---------- Supplied entries

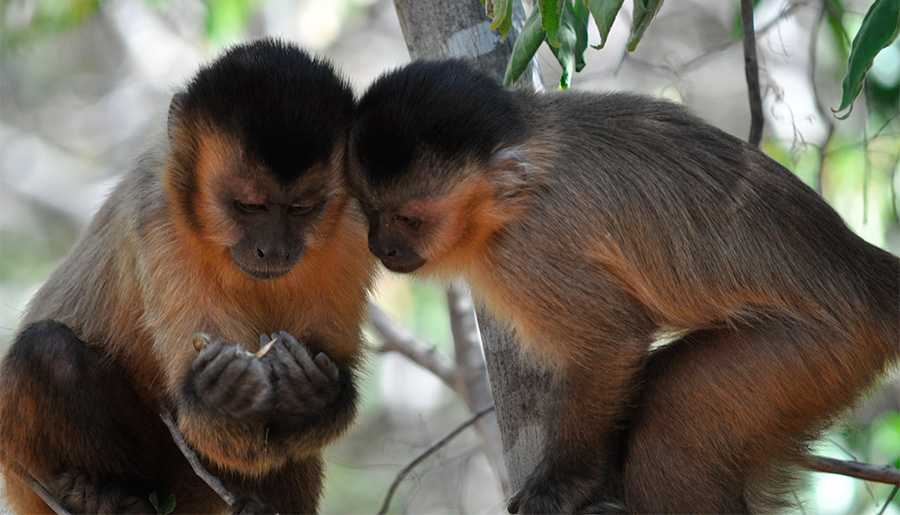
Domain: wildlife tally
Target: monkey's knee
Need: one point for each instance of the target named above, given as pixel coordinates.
(64, 407)
(683, 454)
(667, 477)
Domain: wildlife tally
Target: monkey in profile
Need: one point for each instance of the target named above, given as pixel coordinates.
(239, 226)
(593, 222)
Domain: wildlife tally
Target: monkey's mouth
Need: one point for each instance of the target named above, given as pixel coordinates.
(403, 266)
(267, 273)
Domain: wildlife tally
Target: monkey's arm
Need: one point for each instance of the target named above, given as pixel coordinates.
(315, 397)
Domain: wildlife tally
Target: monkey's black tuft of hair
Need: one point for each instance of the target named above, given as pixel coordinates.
(287, 107)
(445, 107)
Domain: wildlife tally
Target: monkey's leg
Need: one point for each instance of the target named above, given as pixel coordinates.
(580, 461)
(73, 421)
(723, 412)
(292, 488)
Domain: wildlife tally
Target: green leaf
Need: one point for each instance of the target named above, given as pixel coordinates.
(879, 29)
(572, 41)
(551, 13)
(604, 13)
(524, 48)
(580, 18)
(502, 16)
(644, 11)
(834, 15)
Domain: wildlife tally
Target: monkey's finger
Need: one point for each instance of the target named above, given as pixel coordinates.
(287, 337)
(210, 374)
(302, 357)
(327, 366)
(206, 355)
(288, 368)
(230, 379)
(200, 340)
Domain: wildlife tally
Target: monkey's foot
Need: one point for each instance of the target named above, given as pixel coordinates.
(80, 495)
(549, 490)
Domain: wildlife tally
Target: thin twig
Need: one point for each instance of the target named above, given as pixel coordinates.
(877, 473)
(784, 14)
(185, 448)
(397, 339)
(824, 115)
(37, 487)
(428, 452)
(471, 370)
(889, 500)
(751, 71)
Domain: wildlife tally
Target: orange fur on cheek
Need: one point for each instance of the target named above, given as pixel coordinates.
(468, 216)
(214, 159)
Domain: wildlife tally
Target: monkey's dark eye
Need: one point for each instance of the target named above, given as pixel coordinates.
(412, 223)
(249, 208)
(301, 209)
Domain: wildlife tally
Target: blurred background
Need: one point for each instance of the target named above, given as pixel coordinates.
(84, 86)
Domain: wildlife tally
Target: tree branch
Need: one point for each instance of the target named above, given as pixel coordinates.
(472, 375)
(37, 487)
(889, 500)
(395, 338)
(185, 448)
(877, 473)
(428, 452)
(751, 70)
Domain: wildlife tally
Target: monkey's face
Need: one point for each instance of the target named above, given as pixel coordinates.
(411, 230)
(264, 224)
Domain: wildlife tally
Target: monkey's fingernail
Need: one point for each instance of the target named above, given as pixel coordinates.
(266, 348)
(200, 340)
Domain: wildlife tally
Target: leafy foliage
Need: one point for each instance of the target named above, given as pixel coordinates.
(563, 24)
(48, 17)
(879, 29)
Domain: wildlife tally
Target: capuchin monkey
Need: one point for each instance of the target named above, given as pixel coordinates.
(239, 227)
(591, 223)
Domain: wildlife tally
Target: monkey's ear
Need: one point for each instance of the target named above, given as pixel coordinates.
(176, 106)
(509, 168)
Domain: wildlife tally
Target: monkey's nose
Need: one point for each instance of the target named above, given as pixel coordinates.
(273, 254)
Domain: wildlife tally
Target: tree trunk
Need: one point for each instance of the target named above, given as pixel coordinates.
(522, 394)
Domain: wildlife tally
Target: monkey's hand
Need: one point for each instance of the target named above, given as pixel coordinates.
(305, 385)
(81, 495)
(228, 379)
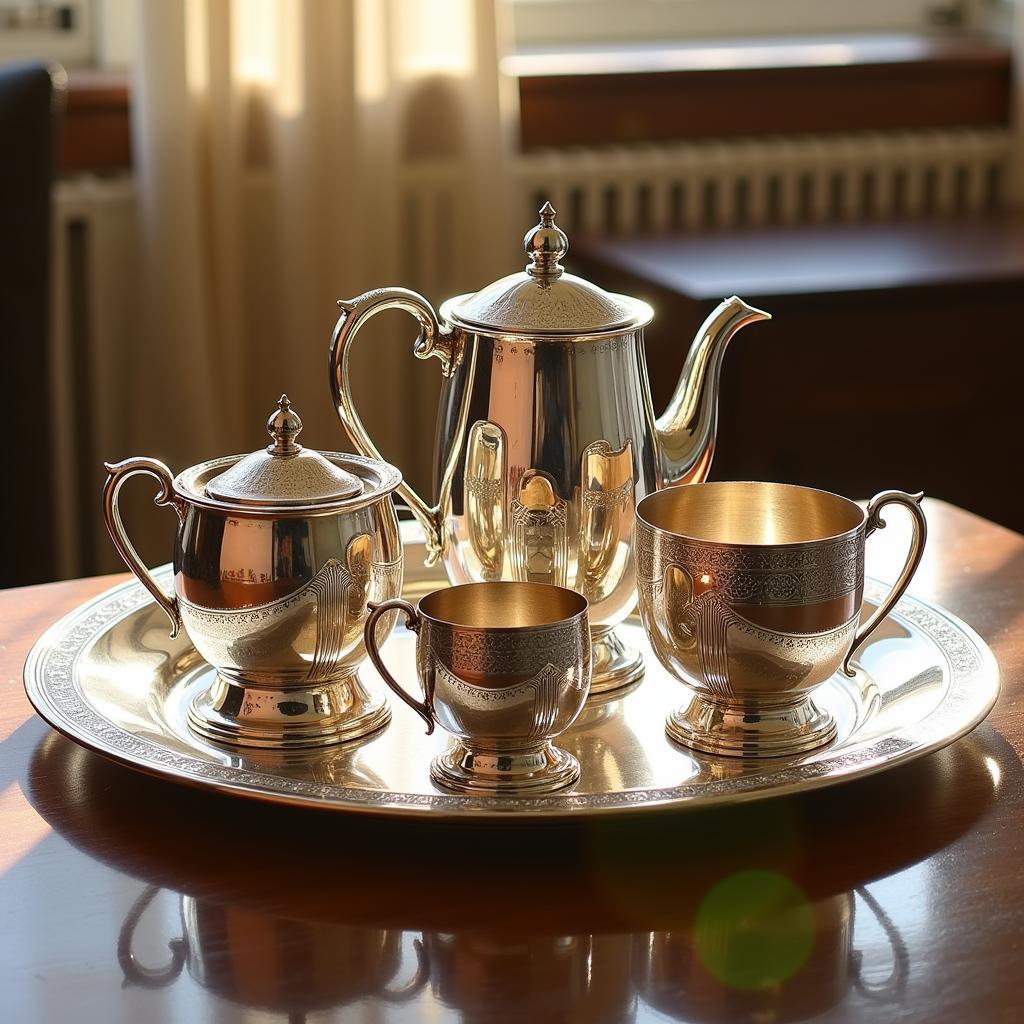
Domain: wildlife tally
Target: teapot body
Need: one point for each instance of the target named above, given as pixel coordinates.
(544, 448)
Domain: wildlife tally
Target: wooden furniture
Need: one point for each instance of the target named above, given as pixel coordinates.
(894, 358)
(671, 90)
(129, 898)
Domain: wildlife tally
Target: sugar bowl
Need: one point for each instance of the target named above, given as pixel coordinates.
(276, 555)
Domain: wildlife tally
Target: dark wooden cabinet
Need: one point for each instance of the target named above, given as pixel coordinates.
(894, 358)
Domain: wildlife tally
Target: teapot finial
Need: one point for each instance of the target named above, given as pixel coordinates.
(546, 244)
(284, 426)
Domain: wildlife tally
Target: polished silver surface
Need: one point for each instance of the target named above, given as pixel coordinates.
(751, 594)
(109, 677)
(504, 668)
(285, 472)
(273, 592)
(546, 433)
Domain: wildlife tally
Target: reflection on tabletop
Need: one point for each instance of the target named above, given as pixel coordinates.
(760, 911)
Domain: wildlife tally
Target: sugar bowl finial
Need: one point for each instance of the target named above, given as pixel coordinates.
(284, 426)
(546, 244)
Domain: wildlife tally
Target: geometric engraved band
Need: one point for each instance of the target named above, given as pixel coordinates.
(770, 576)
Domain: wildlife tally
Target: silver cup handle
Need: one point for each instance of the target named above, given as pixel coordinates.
(422, 708)
(118, 473)
(875, 521)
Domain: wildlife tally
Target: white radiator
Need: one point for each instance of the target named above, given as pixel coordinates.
(758, 182)
(93, 320)
(685, 186)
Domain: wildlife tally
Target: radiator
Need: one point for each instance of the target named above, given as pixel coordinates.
(94, 320)
(761, 182)
(655, 188)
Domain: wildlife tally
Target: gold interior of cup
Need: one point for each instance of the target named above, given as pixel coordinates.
(503, 605)
(753, 513)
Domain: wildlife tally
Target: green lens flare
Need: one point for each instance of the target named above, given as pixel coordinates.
(754, 930)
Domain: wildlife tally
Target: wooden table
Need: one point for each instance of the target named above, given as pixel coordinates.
(126, 898)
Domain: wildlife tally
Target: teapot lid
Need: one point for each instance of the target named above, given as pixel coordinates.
(545, 299)
(285, 472)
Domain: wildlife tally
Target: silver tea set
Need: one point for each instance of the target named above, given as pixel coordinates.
(559, 496)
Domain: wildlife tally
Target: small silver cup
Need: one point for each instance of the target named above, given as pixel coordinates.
(505, 668)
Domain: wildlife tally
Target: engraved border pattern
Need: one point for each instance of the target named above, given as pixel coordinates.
(780, 576)
(50, 685)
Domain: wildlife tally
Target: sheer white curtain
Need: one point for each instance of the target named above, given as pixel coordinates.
(272, 142)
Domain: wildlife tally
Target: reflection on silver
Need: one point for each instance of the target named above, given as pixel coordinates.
(276, 555)
(546, 427)
(109, 676)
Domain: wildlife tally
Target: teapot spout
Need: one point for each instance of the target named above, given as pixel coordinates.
(687, 427)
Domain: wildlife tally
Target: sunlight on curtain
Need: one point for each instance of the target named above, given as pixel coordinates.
(274, 143)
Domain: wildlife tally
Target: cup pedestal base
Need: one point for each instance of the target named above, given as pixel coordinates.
(614, 664)
(750, 729)
(240, 714)
(508, 773)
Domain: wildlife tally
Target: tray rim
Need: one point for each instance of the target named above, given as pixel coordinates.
(974, 680)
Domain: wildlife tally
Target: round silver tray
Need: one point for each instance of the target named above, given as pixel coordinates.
(108, 676)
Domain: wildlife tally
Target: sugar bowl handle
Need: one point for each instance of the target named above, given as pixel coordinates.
(875, 521)
(118, 473)
(422, 708)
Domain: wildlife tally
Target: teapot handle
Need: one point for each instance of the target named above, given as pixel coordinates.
(118, 473)
(432, 340)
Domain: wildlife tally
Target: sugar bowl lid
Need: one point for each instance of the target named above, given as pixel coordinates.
(545, 299)
(285, 472)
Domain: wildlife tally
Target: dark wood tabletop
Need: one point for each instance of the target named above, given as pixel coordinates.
(896, 897)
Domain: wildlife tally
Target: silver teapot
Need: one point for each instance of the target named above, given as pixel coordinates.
(546, 433)
(275, 558)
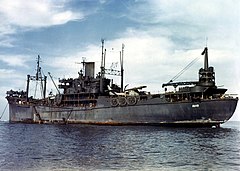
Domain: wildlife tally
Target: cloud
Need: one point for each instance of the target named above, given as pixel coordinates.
(21, 15)
(15, 60)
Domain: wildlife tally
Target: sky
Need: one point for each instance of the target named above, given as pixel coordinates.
(160, 38)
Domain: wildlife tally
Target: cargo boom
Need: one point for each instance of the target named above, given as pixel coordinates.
(96, 100)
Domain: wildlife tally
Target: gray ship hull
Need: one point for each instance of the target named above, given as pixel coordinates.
(205, 113)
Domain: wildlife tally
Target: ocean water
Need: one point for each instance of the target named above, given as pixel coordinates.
(26, 147)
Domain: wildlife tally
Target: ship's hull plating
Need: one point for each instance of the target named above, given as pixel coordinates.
(204, 113)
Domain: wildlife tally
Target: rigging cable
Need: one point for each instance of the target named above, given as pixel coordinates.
(184, 69)
(4, 111)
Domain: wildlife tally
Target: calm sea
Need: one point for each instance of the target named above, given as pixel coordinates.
(87, 147)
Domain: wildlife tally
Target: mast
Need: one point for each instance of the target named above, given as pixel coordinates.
(102, 68)
(205, 52)
(122, 70)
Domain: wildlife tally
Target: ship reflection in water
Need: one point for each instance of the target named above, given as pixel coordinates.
(26, 147)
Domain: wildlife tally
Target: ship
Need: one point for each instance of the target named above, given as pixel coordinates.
(90, 99)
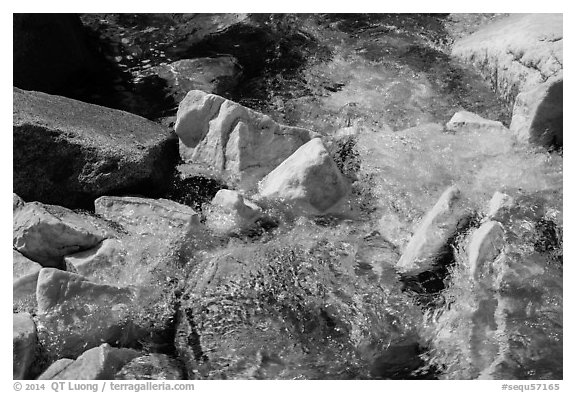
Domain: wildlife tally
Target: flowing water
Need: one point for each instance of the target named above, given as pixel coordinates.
(379, 88)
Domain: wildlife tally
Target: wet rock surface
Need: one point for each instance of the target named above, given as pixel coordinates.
(239, 144)
(196, 277)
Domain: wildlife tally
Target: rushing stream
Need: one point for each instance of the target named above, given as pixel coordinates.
(379, 88)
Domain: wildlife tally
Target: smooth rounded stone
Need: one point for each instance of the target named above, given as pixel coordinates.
(237, 143)
(538, 114)
(499, 205)
(70, 152)
(55, 368)
(230, 211)
(486, 243)
(75, 314)
(464, 121)
(215, 75)
(90, 262)
(154, 366)
(144, 215)
(45, 233)
(308, 180)
(98, 363)
(432, 235)
(24, 280)
(23, 344)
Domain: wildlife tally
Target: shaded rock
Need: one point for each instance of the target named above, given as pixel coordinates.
(216, 75)
(24, 276)
(22, 266)
(75, 314)
(523, 53)
(538, 114)
(498, 205)
(17, 202)
(23, 344)
(46, 233)
(51, 52)
(155, 366)
(55, 368)
(230, 211)
(309, 180)
(144, 215)
(88, 263)
(465, 120)
(70, 152)
(429, 242)
(237, 143)
(271, 311)
(97, 363)
(486, 244)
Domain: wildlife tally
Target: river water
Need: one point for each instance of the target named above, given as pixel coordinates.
(379, 88)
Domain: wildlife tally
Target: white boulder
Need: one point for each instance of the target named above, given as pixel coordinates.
(308, 180)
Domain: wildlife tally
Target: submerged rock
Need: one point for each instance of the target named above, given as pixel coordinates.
(308, 180)
(237, 143)
(88, 263)
(23, 344)
(97, 363)
(230, 211)
(145, 215)
(486, 243)
(465, 120)
(46, 233)
(75, 314)
(431, 238)
(154, 366)
(523, 53)
(55, 368)
(215, 75)
(498, 206)
(70, 152)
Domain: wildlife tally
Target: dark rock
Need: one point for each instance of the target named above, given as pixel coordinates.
(51, 52)
(97, 363)
(155, 366)
(69, 152)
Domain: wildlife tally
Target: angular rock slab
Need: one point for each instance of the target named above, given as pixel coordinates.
(465, 120)
(69, 152)
(154, 366)
(25, 277)
(538, 114)
(23, 344)
(75, 314)
(237, 143)
(45, 233)
(433, 233)
(486, 243)
(91, 262)
(522, 56)
(309, 180)
(230, 211)
(98, 363)
(144, 215)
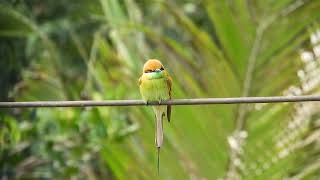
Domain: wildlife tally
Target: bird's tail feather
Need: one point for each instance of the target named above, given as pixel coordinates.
(159, 128)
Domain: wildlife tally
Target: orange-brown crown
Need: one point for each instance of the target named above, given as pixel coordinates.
(152, 65)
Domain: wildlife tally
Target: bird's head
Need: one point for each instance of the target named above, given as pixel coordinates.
(153, 69)
(152, 65)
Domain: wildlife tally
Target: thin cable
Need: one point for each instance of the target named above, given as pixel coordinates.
(236, 100)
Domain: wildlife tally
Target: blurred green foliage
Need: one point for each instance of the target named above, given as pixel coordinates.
(72, 50)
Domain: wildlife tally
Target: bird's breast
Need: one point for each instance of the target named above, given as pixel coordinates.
(154, 89)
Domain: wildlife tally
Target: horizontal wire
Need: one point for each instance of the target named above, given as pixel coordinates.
(201, 101)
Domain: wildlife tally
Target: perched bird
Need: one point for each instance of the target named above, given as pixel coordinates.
(155, 85)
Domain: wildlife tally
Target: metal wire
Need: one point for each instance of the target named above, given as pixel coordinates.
(201, 101)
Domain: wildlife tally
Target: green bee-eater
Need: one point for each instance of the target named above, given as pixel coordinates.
(155, 85)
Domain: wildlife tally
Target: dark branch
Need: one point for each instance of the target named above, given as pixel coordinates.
(237, 100)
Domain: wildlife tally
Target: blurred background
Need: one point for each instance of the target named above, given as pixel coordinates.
(94, 50)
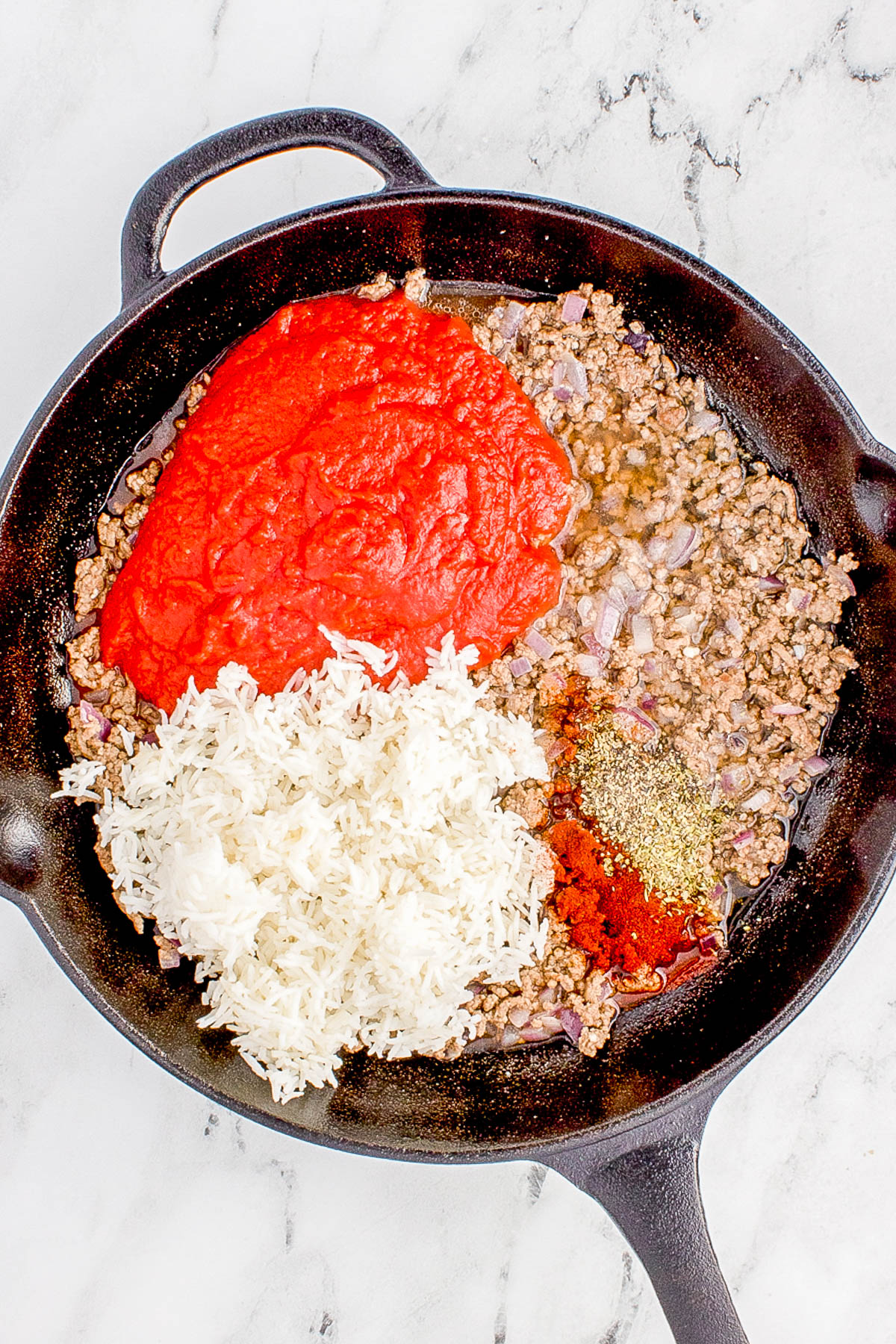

--------------------

▸ Problem to solve
State how many lines in the rows above contain "wire", giving only the number.

▸ Answer below
2